**Data provided:**
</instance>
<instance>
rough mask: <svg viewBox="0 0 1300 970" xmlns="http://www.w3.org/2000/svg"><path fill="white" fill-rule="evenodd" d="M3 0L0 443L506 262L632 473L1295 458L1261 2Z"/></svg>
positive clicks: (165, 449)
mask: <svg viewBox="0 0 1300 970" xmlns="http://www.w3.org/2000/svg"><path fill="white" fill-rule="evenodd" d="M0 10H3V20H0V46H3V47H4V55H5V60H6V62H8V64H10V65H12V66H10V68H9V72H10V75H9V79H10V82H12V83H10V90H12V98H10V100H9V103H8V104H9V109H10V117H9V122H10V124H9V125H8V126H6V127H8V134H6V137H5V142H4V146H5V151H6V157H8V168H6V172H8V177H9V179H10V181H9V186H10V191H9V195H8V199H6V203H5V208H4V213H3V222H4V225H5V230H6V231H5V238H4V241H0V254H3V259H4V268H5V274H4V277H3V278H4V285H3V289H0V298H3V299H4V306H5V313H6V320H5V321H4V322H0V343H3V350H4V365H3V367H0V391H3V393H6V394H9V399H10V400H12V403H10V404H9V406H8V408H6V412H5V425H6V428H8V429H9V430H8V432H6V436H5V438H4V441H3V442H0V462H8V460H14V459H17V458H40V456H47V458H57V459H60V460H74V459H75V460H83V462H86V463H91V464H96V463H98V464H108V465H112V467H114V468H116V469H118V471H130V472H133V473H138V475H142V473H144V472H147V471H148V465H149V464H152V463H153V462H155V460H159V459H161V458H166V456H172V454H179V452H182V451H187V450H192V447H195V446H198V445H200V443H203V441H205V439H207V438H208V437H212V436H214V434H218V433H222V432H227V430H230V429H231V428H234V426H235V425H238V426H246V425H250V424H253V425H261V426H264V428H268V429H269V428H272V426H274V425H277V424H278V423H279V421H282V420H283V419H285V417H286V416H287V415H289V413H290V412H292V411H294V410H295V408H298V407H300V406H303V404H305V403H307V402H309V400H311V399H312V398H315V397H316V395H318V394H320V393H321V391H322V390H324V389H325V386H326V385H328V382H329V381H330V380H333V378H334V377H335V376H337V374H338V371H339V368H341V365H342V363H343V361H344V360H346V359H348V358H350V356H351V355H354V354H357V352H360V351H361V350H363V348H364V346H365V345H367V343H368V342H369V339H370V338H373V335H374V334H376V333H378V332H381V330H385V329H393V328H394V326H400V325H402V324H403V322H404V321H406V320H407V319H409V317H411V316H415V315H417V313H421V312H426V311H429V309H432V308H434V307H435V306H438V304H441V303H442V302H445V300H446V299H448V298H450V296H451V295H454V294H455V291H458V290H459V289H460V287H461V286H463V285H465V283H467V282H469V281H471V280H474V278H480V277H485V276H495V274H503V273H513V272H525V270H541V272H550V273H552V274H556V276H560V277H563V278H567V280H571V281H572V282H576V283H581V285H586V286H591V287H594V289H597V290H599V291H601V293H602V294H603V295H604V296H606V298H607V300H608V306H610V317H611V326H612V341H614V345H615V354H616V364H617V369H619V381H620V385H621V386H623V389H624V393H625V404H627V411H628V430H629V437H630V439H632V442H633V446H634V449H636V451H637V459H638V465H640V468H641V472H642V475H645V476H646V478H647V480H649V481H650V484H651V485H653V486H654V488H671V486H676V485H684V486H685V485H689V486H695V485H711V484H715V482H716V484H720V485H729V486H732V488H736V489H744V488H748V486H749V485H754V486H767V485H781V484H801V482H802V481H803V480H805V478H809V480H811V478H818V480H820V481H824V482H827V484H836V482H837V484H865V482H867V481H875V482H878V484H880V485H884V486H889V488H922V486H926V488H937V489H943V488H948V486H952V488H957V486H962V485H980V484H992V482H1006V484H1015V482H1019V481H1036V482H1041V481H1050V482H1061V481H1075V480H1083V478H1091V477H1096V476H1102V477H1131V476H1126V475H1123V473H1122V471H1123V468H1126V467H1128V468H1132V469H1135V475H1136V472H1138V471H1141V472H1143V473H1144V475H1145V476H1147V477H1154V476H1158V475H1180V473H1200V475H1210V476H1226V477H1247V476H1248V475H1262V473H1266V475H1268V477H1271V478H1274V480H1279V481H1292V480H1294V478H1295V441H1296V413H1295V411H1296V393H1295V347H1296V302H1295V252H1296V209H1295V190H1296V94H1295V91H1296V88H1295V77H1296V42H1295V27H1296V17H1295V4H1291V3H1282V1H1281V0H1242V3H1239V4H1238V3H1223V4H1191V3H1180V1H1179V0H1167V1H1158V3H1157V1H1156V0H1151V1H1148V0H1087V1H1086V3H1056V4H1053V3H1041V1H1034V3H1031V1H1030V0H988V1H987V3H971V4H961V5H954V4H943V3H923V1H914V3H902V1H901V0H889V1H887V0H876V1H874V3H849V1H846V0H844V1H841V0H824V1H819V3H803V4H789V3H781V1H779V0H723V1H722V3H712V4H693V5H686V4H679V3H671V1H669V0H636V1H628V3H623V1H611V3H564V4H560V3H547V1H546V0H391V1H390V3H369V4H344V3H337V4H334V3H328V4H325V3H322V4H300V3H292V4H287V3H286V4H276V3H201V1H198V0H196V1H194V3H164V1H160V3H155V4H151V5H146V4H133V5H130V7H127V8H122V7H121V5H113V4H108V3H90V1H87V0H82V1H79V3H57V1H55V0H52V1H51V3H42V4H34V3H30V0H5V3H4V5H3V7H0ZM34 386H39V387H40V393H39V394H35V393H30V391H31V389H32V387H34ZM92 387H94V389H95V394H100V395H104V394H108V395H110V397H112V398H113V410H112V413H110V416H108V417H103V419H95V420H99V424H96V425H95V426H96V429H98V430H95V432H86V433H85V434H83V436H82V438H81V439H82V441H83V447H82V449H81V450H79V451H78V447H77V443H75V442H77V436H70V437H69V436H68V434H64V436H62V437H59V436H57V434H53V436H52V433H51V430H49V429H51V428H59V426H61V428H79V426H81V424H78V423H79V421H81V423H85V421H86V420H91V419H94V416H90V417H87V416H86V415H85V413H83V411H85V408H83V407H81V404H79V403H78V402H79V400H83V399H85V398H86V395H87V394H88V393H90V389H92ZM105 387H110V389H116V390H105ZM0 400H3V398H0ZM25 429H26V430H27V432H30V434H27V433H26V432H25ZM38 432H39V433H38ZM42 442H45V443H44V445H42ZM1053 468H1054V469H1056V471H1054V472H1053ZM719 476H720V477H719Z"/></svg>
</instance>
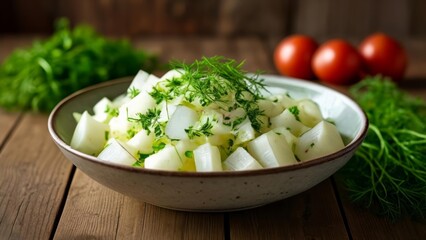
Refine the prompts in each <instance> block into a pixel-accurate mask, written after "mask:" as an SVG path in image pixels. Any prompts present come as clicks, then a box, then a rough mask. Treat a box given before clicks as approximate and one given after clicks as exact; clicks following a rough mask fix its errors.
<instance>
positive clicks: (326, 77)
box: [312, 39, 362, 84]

**Work instructions:**
Copy the stretch from the start of the items through the line containing "positive clicks: (165, 449)", both ends included, exactly as it stands.

**Problem solution:**
</instance>
<instance>
rough mask: <svg viewBox="0 0 1300 970" xmlns="http://www.w3.org/2000/svg"><path fill="white" fill-rule="evenodd" d="M3 0L0 443L506 262L632 473L1295 458L1261 2Z"/></svg>
positive clicks: (165, 449)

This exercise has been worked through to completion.